▶ Your task
Starting at the line that contains "drip tray, the", copy each line through the end of the listing below. Include both ends and output nothing more.

▶ Entries shown

═══

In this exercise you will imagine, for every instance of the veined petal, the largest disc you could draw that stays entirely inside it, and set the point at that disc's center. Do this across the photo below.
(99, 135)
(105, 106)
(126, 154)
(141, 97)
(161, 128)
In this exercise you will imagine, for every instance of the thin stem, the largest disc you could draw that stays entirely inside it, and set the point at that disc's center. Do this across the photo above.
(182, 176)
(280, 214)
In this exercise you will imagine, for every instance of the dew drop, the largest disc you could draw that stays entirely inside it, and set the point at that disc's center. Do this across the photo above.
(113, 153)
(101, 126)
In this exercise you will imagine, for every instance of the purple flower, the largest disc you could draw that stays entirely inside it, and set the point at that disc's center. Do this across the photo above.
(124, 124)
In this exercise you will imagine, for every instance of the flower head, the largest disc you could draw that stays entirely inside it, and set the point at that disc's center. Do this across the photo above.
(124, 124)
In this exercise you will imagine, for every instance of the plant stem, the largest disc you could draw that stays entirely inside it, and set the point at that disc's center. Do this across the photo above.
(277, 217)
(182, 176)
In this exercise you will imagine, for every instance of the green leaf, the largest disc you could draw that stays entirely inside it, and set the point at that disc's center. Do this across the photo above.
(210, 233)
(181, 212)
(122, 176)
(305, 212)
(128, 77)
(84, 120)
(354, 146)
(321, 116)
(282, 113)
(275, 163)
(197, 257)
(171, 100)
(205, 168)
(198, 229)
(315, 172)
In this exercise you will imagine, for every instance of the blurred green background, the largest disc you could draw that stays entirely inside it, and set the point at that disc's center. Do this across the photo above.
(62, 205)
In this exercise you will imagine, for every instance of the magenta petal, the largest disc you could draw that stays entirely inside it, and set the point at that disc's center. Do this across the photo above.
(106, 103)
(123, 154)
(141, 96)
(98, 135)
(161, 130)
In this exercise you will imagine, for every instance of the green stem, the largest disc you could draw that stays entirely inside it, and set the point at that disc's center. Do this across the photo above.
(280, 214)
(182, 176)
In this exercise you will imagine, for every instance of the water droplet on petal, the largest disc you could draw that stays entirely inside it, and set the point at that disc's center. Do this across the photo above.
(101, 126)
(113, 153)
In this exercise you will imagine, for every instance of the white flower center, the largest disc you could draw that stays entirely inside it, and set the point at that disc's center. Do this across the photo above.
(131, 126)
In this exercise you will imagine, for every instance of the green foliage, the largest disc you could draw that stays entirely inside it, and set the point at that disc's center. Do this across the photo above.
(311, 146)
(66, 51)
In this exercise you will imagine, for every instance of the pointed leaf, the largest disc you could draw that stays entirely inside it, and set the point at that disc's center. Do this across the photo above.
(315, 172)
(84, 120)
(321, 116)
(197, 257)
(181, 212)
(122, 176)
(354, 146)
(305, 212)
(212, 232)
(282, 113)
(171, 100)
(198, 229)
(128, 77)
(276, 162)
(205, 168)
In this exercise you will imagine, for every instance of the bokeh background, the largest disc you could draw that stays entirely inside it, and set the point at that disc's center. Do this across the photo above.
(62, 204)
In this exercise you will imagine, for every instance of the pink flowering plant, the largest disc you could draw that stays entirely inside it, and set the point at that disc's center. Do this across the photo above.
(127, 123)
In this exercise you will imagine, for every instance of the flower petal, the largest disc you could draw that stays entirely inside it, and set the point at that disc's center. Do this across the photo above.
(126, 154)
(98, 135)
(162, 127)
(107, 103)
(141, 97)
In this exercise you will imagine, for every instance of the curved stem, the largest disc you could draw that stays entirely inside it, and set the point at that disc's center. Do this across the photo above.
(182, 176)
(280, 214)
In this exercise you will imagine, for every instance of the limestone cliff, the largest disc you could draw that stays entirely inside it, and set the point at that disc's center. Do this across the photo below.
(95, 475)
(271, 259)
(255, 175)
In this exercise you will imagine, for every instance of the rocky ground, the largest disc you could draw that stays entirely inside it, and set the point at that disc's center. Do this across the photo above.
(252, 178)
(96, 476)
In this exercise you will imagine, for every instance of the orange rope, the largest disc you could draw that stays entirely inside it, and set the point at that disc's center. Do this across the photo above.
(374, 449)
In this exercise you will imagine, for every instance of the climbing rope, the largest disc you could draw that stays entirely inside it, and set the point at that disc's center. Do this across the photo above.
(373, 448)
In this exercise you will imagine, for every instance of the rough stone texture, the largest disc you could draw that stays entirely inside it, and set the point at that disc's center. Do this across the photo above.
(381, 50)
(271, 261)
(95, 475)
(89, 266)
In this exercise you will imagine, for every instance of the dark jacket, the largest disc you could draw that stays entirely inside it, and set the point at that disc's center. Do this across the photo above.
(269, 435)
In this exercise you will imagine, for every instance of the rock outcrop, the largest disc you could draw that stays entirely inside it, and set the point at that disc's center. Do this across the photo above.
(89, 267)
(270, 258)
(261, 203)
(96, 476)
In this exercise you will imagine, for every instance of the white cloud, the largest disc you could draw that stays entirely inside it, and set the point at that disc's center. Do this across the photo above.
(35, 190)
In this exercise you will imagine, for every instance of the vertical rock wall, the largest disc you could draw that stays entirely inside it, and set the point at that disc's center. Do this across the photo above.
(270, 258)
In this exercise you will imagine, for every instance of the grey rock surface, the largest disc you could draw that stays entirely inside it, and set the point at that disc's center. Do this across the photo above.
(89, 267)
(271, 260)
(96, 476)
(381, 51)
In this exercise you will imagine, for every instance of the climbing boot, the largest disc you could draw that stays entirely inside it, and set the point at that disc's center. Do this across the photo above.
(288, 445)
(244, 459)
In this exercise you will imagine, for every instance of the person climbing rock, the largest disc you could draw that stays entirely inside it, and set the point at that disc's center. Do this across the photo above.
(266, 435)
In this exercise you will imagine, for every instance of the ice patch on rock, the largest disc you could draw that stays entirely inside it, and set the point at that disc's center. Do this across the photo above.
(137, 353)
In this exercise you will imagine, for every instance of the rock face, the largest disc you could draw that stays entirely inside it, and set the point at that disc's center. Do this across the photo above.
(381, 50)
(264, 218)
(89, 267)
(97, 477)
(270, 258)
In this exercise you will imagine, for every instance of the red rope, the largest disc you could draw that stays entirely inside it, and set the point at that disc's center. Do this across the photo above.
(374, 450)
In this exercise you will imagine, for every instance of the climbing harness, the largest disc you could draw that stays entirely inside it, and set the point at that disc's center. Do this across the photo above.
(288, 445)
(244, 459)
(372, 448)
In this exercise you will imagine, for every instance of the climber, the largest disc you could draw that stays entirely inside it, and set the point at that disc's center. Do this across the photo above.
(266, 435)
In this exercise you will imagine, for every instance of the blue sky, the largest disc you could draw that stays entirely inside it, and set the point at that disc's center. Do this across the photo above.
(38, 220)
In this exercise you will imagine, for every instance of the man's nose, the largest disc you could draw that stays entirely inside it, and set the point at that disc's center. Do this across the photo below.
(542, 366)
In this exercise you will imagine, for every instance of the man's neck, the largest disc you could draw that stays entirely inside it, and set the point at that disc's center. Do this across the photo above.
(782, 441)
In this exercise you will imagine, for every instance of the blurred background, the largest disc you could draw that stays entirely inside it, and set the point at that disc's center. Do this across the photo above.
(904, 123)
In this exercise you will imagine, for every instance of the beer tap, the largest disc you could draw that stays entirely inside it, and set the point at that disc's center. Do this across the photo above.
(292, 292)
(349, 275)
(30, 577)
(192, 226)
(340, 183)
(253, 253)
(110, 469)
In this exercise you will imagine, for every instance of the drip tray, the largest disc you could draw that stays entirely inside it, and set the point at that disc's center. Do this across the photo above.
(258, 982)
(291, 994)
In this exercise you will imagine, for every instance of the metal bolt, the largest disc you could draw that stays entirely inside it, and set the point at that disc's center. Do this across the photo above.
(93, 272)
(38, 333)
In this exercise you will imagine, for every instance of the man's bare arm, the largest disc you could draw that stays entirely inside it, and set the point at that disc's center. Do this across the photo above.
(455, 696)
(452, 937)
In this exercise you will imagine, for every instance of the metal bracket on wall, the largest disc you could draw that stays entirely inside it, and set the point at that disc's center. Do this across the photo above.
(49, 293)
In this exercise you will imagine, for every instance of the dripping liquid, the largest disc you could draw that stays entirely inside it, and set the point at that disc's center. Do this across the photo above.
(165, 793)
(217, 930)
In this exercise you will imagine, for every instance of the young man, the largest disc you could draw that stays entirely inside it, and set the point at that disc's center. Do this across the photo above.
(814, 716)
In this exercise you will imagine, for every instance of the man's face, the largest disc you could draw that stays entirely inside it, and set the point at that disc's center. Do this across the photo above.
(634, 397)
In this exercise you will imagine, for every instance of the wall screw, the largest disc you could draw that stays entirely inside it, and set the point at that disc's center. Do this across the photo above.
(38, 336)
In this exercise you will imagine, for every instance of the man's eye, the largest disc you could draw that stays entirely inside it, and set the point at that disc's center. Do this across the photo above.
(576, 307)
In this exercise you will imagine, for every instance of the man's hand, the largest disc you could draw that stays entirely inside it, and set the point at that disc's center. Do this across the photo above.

═══

▶ Output of the task
In this exercise you will imagine, for every instance of the drip tray, the largest disc you could draw that stays entirely inside it, and set the point at that disc's center. Do this across the photo above.
(258, 982)
(291, 994)
In this exercise you will imagine, for every instance of the metal bolt, the largest disc you could draw that stays entirely inside it, and set the point at that disc's center. Do this across the photo above.
(93, 272)
(38, 333)
In this exercise you will imagine, for every instance of the man's bare arm, the largest disc you could draw that stays entirely inside it, and set the point at that disc's center. Do this across the photo above.
(455, 696)
(452, 937)
In this exercise you will imagine, for every instance of the metal bracket on wall, the largest disc you could draw that stays entirely inside it, and set the point at that disc's center. Do this across the photo above.
(49, 293)
In this exercise you will imagine, for every instance of the dripping liquid, the largest disc you could draw that stays entirely inside it, and set the point at that disc's center. Do this across the photo above.
(165, 793)
(217, 930)
In this exercise you will imagine, for every instance of the young man, the largest disc you could draw that stays entirely inside it, and set the point at that disc's center. Do this across the photo above.
(814, 716)
In this exercise you will imagine, for every instance of the man's face, the largest disc you could draw that stays entirely inside it, and set the point at that disc's center. Do this across the photo above.
(634, 397)
In this exercise you will imagine, for every instance of the wall screw, the largest disc you could draw that stays entirely inside it, and set the point at that disc's center. Do this across the photo above.
(38, 336)
In this exercise you will imagine, for every instance of the man's eye, the largest disc you could draw that stays entirely inside it, and set the point at that disc's center. Do this across the photo above.
(576, 307)
In this exercise you will imagine, for every instance of the man's hand, the largest disc you could draw that stays entirely inside it, and set the point at that disc's center. Do this across the photo above.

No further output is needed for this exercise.